» **YOUR INSTRUCTIONS**: Rewrite everything in the retail pharmacy article from "The company has" down to "and mobile devices.", changing "e-commerce site" to "online store".
BEGIN GIVEN PASSAGE
Shopko’s ‘I-think-I-can’ attitude pays off
Shopko’s story is sort of like a retailing version of “The Little Engine that Could.” Among mass merchandise retailers, it’s one of the smaller and less well-known chains, but that hasn’t stopped it from making its mark, particularly in new health-and-wellness and pharmacy initiatives.
For example, the company’s purchase of Health One’s Uvanta pharmacy division gives it an advantage in serving long-term care and nursing facilities for seniors. Meanwhile, it has made headway in smaller, rural markets with Shopko Hometown stores. These include the new 36,000-sq.-ft. store in Seymour, Wis., which offers pharmacy services and a full eye-care center. The company plans to open eight more of the small-format stores in summer and fall of this year. Shopko also offers flu shots at all its pharmacies and has 19 in-store Fast Care clinics.
The company has made improvements in other areas as well. In March, it announced a revamping of its e-commerce site, featuring improved design and compatibility with traditional computers, laptops, tablets and mobile devices.
H-E-B adding clinics, new Rx services
“After all, we’re from around here, too.” That message, delivered to millions of Texas consumers via the pharmacy page on H-E-B’s heavily scanned website, lies at the heart of the San Antonio-based supermarket chain’s seemingly unshakeable grip on both customers and patients in the Lone Star State. The H.E. Butt Grocery Co. maintains high marks for customer loyalty, innovative patient care services, a quality shopping experience and plenty of healthy choices in its food aisles.
H-E-B pharmacists now provide health screenings for blood pressure, glucose and cholesterol every second Saturday of the month from March through October, as well as quarterly A1C exams for patients with diabetes. Those patients also are eligible for a free InControl No Coding starter kit when they fill their first script for a diabetes medication.
END GIVEN PASSAGE
BEGIN ENTRIES SHOWN
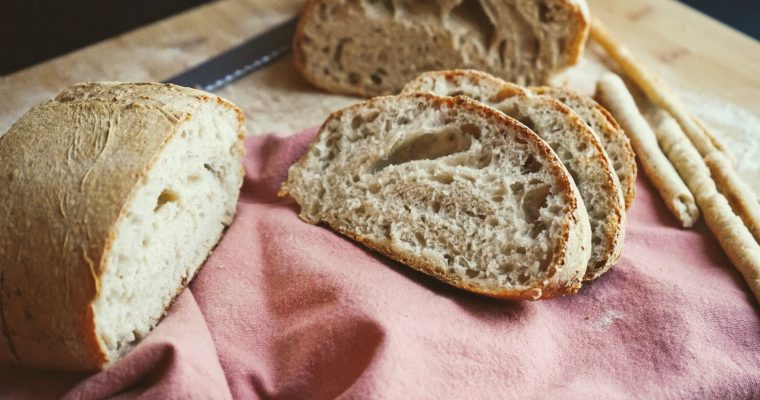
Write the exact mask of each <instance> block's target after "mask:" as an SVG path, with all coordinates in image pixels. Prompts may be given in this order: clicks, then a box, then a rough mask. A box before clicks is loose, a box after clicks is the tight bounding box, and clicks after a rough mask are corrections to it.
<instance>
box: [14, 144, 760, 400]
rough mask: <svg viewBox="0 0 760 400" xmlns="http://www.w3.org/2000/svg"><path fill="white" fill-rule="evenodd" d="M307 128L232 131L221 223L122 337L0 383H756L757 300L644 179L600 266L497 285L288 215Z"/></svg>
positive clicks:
END ENTRIES SHOWN
» **COMPLETED EXERCISE**:
The company has made improvements in other areas as well. In March, it announced a revamping of its online store, featuring improved design and compatibility with traditional computers, laptops, tablets and mobile devices.